ZITIERTER TEXTAUSZUG:

# # # #

Four Corners!

Rubrik: CDs
Verlag/Label: Gebr. Alexander Mainz
erschienen in: das Orchester 06/2012 , Seite 76

Über Blechbläser-CDs mit Bearbeitungen welcher Musik auch immer, aufgenommen vor allem mit dem Ziel, die Perfektion der Interpreten herauszustreichen – darüber kann man sich leider zu oft ärgern. Diese düstere Vorrede soll aber nicht weitergeführt werden, sondern lediglich deutlich machen: Es lassen sich unter gleichen Vorzeichen auch hervorragende, ja exzeptionelle Aufnahmen realisieren. Die vorliegende Einspielung mit dem Hornquartett der Berliner Philharmoniker gehört dazu.
Es handelt sich um die zweite CD, die die renommierte Hornmanufaktur Gebrüder Alexander aus Mainz im Eigenverlag herausgegeben hat – vor allem als PR-Maßnahme vermutlich, die ihr Ziel freilich nicht verfehlen wird. Stand im Mittelpunkt der ersten Aufnahme die Berliner Hornistin Sarah Willis, so wird sie jetzt von den Kollegen Stefan Dohr, Fergus McWilliam und Klaus Wallendorf unterstützt. Kenner wissen: Eine bessere Koppelung hat Deutschland derzeit kaum zu bieten, denn das Quartett ist schon aus dem Orchesterdienst bestens aufeinander eingespielt.

# # # #

Zeigedaten für Referenzausdrücke
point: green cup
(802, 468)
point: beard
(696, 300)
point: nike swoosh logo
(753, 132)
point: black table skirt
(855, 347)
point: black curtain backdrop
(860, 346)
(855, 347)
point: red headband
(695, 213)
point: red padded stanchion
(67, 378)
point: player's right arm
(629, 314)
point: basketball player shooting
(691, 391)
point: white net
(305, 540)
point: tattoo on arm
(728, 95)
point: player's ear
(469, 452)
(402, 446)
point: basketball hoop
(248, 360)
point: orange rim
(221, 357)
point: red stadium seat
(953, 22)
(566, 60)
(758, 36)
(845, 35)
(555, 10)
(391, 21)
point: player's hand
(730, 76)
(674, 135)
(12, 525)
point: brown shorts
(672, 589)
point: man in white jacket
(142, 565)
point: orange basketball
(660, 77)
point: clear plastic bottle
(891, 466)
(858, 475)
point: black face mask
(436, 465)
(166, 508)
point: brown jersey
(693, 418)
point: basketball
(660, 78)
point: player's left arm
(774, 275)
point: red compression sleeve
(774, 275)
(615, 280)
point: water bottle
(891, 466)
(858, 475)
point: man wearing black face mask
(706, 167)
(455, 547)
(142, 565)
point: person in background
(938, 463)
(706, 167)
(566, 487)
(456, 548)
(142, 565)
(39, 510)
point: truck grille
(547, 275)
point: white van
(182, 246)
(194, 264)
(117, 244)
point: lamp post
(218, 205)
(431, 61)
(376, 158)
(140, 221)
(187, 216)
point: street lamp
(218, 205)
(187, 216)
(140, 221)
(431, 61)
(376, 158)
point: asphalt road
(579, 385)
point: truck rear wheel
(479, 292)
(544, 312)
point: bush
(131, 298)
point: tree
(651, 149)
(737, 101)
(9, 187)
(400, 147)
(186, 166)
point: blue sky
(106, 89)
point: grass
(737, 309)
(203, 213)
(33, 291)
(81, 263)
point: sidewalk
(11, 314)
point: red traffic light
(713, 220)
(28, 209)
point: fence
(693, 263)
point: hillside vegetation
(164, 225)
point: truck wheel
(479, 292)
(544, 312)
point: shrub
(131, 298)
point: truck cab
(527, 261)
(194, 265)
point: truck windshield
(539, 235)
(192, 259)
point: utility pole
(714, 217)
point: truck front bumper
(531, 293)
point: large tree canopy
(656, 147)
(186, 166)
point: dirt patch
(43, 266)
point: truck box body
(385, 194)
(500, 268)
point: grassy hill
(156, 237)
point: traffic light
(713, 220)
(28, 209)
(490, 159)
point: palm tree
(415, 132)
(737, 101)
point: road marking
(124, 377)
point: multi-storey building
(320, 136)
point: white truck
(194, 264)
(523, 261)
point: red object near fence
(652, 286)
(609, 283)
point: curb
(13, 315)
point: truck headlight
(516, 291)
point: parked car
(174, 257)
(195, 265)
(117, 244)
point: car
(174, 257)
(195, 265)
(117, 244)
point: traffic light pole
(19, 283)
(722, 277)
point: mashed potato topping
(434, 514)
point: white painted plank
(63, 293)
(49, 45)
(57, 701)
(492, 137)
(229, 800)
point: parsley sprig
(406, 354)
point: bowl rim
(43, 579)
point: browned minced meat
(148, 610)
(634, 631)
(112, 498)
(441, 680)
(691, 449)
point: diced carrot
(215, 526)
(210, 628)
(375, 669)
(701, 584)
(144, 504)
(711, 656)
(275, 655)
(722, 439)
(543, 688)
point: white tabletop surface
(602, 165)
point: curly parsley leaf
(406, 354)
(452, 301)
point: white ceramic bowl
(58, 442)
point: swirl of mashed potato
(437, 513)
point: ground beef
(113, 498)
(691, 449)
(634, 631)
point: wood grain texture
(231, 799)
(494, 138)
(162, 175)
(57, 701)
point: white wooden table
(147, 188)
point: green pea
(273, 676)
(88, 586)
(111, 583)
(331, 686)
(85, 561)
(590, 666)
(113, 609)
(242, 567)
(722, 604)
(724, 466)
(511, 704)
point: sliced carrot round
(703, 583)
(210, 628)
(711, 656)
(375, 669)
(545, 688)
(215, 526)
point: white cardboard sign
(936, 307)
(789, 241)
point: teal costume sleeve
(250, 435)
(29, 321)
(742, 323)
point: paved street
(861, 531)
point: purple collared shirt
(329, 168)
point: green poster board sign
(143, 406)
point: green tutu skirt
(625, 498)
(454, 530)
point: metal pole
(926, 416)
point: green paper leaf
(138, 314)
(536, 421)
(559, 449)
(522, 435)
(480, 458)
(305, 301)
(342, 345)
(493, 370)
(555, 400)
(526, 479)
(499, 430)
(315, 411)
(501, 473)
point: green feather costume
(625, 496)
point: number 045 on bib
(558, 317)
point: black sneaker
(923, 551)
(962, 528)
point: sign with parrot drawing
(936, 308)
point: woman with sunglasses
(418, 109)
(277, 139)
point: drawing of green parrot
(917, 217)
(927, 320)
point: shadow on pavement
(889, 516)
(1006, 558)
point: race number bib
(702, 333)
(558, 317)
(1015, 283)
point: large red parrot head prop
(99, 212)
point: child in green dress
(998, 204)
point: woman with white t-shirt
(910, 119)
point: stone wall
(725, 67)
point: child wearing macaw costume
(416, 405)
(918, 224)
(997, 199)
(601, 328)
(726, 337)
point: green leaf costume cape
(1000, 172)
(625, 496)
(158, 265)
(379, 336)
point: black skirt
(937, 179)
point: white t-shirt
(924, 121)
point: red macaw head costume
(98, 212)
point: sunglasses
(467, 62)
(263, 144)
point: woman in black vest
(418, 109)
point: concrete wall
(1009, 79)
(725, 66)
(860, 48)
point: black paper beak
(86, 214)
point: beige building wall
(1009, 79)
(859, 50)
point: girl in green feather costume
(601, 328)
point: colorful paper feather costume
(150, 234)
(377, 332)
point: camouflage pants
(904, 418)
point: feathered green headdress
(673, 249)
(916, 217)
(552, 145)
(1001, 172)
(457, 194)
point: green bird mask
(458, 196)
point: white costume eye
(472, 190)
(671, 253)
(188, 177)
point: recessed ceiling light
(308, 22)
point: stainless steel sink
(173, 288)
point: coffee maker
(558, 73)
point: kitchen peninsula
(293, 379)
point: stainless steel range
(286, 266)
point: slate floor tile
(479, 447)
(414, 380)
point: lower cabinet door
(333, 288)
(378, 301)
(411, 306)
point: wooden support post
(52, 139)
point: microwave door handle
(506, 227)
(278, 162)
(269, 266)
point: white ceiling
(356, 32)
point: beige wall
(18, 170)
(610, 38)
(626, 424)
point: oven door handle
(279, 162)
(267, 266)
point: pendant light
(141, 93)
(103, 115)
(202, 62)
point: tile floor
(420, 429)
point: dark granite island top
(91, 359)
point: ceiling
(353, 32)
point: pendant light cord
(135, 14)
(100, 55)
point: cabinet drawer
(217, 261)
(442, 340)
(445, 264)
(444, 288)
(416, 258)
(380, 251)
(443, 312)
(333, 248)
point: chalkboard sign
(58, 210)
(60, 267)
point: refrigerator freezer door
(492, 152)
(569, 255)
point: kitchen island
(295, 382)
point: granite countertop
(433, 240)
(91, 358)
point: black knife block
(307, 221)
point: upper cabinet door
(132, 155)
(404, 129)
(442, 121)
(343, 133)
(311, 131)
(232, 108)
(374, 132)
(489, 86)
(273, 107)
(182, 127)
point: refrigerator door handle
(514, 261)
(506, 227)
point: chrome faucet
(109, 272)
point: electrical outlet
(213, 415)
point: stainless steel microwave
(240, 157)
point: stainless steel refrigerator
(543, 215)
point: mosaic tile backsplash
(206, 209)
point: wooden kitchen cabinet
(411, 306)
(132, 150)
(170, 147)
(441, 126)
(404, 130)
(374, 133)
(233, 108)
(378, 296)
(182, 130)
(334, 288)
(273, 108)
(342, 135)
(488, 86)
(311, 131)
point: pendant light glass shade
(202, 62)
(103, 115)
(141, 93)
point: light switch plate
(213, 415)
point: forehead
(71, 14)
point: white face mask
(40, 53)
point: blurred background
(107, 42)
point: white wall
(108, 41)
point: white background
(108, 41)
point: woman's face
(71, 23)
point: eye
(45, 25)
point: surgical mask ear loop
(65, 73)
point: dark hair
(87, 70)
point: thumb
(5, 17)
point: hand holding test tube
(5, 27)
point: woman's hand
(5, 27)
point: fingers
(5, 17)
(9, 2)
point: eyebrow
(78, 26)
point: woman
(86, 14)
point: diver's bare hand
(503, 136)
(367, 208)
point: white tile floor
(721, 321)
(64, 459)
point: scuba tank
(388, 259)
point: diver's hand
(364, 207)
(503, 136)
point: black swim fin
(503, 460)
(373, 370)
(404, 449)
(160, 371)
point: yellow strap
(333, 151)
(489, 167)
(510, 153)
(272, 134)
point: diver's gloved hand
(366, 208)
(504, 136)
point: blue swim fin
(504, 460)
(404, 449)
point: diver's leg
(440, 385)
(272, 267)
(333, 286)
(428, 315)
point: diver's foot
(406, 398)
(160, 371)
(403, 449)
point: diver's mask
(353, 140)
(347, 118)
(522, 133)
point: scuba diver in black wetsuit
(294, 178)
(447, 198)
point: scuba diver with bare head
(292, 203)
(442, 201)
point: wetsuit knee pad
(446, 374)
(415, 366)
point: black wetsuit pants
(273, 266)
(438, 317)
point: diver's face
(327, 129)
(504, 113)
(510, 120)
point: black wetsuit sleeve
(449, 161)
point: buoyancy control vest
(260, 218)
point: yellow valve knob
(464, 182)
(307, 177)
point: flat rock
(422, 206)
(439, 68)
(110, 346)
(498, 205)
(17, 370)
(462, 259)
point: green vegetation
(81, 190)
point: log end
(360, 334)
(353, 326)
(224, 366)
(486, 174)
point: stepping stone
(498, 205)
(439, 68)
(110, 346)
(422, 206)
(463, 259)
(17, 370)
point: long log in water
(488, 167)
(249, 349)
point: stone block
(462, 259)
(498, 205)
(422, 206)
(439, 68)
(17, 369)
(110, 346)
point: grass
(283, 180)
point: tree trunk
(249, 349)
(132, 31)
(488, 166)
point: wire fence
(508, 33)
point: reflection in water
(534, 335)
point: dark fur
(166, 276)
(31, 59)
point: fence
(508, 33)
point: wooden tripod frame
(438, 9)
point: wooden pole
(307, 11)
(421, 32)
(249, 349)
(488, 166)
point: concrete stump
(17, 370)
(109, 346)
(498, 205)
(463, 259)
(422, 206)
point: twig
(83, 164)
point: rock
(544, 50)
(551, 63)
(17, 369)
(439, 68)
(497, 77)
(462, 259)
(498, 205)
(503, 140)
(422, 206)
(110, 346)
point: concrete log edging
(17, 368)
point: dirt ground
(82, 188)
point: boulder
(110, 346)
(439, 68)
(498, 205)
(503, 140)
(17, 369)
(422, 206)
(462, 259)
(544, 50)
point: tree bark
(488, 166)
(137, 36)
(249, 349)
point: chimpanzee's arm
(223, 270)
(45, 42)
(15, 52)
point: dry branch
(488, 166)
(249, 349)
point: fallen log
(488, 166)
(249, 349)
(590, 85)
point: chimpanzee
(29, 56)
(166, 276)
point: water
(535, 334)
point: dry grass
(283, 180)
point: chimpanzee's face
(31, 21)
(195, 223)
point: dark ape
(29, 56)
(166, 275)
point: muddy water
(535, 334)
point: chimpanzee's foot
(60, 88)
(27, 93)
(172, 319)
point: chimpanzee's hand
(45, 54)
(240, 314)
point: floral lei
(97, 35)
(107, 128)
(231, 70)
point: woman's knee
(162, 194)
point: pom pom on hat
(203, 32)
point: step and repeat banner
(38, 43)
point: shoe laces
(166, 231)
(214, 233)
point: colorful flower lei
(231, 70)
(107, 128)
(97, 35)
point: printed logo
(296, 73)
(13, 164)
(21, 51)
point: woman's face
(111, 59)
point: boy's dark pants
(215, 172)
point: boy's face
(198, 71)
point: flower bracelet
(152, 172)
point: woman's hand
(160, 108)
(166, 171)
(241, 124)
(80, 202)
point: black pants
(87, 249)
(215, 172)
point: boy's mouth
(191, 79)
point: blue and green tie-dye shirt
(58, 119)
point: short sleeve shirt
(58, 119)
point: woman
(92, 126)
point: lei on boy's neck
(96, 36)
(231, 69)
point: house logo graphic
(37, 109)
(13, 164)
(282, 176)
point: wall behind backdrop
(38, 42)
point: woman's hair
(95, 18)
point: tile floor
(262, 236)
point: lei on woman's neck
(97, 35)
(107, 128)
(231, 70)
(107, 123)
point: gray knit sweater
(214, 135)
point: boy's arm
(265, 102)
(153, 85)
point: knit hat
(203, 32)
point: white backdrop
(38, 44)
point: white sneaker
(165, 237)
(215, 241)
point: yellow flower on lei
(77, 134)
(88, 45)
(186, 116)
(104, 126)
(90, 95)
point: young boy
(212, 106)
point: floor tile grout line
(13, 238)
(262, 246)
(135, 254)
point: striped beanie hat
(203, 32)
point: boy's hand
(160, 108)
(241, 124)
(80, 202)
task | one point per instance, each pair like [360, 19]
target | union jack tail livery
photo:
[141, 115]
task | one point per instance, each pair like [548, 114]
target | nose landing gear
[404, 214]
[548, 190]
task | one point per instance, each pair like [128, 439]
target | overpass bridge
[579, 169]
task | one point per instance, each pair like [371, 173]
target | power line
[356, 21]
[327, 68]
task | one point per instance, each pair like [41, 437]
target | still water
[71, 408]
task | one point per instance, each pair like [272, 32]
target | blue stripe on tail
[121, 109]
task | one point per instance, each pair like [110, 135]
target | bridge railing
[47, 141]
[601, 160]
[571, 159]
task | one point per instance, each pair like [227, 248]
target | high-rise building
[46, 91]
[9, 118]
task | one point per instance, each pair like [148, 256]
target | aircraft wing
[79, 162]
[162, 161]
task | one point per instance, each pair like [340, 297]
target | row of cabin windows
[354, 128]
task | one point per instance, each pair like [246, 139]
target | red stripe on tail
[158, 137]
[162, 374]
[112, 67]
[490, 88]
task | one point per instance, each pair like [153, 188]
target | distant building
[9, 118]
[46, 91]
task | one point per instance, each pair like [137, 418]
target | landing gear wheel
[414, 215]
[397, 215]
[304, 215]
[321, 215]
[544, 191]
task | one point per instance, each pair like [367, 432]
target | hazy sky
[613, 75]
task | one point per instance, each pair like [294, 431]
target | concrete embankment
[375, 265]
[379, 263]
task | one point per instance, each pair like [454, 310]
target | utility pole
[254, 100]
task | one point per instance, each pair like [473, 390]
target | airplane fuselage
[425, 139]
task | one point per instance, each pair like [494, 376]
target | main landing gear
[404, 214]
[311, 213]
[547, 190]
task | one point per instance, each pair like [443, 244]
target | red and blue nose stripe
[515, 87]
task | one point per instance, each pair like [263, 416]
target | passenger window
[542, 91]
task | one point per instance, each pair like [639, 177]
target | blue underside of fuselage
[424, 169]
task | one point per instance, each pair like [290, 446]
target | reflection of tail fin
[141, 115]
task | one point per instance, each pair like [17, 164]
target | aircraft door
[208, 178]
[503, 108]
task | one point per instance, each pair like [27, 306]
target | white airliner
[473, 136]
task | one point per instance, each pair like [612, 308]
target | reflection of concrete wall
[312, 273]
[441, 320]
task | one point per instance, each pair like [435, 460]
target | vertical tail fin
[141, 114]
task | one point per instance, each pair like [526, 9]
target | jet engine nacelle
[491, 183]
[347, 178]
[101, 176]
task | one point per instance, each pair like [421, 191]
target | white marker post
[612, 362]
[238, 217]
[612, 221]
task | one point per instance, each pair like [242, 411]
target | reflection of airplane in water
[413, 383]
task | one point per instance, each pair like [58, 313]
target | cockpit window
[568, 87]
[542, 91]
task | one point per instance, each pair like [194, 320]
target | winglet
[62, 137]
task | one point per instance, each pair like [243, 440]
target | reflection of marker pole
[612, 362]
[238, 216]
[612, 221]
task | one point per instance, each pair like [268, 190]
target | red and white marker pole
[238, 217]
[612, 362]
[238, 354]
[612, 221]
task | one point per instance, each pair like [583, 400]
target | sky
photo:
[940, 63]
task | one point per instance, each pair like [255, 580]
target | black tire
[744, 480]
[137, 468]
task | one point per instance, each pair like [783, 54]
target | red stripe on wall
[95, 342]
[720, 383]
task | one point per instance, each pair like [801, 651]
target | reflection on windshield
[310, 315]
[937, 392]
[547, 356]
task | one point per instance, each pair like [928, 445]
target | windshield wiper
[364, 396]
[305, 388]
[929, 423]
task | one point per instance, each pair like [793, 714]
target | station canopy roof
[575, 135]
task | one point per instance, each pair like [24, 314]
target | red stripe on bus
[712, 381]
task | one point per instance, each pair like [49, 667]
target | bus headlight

# # # #

ÜBUNGSAUFGABEN:
1. Schreiben Sie aus der CD-Rezension alles von „Es handelt sich“ bis hinunter zu „bestens aufeinander eingespielt.“ ab.
2. Welche drei Kollegen unterstützen laut der CD-Rezension nun Sarah Willis?

LÖSUNGEN:
1.
Es handelt sich um die zweite CD, die die renommierte Hornmanufaktur Gebrüder Alexander aus Mainz im Eigenverlag herausgegeben hat – vor allem als PR-Maßnahme vermutlich, die ihr Ziel freilich nicht verfehlen wird. Stand im Mittelpunkt der ersten Aufnahme die Berliner Hornistin Sarah Willis, so wird sie jetzt von den Kollegen Stefan Dohr, Fergus McWilliam und Klaus Wallendorf unterstützt. Kenner wissen: Eine bessere Koppelung hat Deutschland derzeit kaum zu bieten, denn das Quartett ist schon aus dem Orchesterdienst bestens aufeinander eingespielt.

2. Stefan Dohr, Fergus McWilliam und Klaus Wallendorf.